_Work to do_.
Identify every line in the material below that contains the word "Could", and copy each of those lines.

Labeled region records
--- begin ---

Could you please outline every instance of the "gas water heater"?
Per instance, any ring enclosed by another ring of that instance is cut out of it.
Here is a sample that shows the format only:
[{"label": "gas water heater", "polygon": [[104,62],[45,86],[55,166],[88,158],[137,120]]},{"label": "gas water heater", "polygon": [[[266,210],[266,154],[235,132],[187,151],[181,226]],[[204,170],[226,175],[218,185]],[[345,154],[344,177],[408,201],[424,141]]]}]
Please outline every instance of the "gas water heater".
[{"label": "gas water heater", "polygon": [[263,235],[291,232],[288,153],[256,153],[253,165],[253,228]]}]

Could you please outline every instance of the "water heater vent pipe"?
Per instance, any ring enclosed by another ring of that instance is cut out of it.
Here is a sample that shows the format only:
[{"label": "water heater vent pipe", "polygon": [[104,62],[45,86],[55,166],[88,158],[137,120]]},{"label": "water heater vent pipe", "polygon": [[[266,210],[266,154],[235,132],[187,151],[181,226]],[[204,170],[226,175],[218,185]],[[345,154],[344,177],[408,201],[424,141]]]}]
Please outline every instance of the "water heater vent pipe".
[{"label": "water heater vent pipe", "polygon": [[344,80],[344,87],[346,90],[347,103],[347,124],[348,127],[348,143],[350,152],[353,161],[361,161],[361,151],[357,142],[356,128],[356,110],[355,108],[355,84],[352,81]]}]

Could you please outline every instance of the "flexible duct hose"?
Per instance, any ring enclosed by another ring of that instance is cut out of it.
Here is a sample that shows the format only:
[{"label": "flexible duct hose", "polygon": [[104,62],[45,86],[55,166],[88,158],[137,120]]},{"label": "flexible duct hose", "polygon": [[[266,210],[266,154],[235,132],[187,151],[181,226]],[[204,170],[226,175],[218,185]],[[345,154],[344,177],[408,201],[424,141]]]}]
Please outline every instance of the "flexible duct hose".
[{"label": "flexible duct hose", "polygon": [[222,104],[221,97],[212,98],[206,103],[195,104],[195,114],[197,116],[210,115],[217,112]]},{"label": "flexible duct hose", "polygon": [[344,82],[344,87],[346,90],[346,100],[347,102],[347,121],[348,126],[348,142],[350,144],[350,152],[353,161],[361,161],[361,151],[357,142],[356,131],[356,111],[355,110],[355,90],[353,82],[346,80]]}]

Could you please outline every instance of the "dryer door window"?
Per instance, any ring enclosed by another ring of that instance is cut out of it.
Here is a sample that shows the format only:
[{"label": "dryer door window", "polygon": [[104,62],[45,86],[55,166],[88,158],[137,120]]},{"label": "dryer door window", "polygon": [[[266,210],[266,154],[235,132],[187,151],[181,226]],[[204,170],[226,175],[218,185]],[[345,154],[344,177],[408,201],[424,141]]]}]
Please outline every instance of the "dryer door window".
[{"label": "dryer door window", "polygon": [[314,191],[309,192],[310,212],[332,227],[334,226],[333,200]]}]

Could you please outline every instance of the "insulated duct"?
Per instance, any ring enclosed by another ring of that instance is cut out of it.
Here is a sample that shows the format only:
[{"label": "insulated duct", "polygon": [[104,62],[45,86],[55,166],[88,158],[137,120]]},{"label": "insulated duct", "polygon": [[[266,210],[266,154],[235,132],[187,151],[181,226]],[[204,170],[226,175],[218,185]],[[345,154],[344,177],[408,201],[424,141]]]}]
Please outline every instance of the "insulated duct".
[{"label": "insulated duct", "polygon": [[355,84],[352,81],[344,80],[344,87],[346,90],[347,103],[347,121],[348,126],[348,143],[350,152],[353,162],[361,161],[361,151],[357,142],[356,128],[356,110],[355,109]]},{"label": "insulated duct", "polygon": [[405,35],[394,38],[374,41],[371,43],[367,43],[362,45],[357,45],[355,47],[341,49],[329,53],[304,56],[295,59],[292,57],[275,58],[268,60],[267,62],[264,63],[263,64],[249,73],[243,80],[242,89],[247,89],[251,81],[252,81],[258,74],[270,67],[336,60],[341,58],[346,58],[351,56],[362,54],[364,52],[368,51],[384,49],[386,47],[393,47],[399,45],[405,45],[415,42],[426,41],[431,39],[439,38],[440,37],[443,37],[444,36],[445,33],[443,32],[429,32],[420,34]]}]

--- end ---

_Solution for this exercise_.
Could you please outline every instance of the "gas water heater"?
Could you please outline every instance of the "water heater vent pipe"?
Could you please outline every instance of the "flexible duct hose"?
Could you please outline every instance of the "dryer door window"?
Could you please outline every instance of the "insulated duct"?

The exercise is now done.